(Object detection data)
● ● ● ● ●

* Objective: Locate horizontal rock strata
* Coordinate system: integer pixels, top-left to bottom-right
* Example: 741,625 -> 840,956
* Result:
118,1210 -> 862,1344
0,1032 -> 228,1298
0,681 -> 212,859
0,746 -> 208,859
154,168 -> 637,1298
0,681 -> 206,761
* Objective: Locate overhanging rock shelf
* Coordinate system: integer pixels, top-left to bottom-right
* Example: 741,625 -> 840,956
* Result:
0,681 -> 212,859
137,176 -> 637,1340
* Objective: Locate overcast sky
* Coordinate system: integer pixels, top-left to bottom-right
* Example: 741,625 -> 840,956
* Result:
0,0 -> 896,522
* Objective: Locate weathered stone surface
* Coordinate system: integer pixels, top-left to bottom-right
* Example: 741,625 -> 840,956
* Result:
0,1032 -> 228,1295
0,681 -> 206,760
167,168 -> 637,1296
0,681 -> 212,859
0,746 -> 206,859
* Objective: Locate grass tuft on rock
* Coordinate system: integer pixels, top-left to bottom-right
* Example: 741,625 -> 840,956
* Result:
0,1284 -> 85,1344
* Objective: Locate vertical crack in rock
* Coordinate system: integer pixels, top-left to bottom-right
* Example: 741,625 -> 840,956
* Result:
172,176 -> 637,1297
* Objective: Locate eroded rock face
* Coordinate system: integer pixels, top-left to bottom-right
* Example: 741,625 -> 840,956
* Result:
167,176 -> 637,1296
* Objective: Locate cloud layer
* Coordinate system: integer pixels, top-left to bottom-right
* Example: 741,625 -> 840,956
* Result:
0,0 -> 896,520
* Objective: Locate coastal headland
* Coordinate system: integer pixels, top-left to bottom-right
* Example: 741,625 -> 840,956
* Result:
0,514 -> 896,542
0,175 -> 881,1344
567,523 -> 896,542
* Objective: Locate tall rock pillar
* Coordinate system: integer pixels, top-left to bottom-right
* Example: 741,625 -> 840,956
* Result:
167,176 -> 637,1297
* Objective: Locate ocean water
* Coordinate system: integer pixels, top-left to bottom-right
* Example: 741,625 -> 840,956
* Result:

● ● ● ● ●

To do:
Restate the whole listing exactly, leaving out nothing.

Full response:
* Objective: Locate horizontal rock strata
* Coordinate system: integer pixels, top-left to bottom-right
* Example: 741,625 -> 840,956
* Result:
118,1210 -> 862,1344
0,1032 -> 228,1298
0,681 -> 212,859
0,746 -> 208,859
154,168 -> 637,1298
0,681 -> 206,761
* Objective: Locate overhanging rock shelf
* Coordinate system: integer pixels, top-left to bottom-right
* Example: 741,625 -> 840,956
* Result:
0,681 -> 212,859
137,176 -> 637,1340
* Objective: Locate overcast sky
* Coordinate system: integer pixels, top-left to bottom-right
* Example: 741,625 -> 840,956
* Result:
0,0 -> 896,522
* Objective: Locate weathered stone surface
* Coordinate system: integer pixels, top-left to bottom-right
* Example: 741,625 -> 840,956
* Result:
0,1032 -> 228,1295
0,681 -> 206,760
167,168 -> 637,1296
0,681 -> 212,859
0,746 -> 206,859
* Objective: Locate grass tuft on rock
* Coordinate system: integer pixels, top-left to bottom-right
* Example: 741,625 -> 840,956
* Result:
0,1284 -> 85,1344
* Objective: Locate vertical crack in rock
* Coordinate system: integer pixels, top-left to bottom-right
* Example: 741,625 -> 840,956
* Result:
172,176 -> 637,1297
* Objective: Locate eroded rock face
* Coordinate system: integer pixels, top-left to bottom-right
* Example: 741,625 -> 840,956
* Result:
167,176 -> 637,1296
* Objective: Locate cloud layer
* Coordinate system: integer pixels, top-left to bottom-right
* Example: 741,625 -> 840,956
* Result:
0,0 -> 896,520
* Objective: Locate coastal headland
* Coordinate system: integer pixels, top-left to bottom-right
* Example: 741,625 -> 840,956
* Result:
0,514 -> 896,542
0,175 -> 881,1344
567,523 -> 896,542
* Objective: Locate tall rock pillar
* Coordinate system: integer pixels, top-left to bottom-right
* Example: 741,625 -> 840,956
* Result:
167,176 -> 637,1297
* Objective: Locate ocean water
* Coordinate system: integer pixels, top-left to bottom-right
* Example: 741,625 -> 840,956
* Result:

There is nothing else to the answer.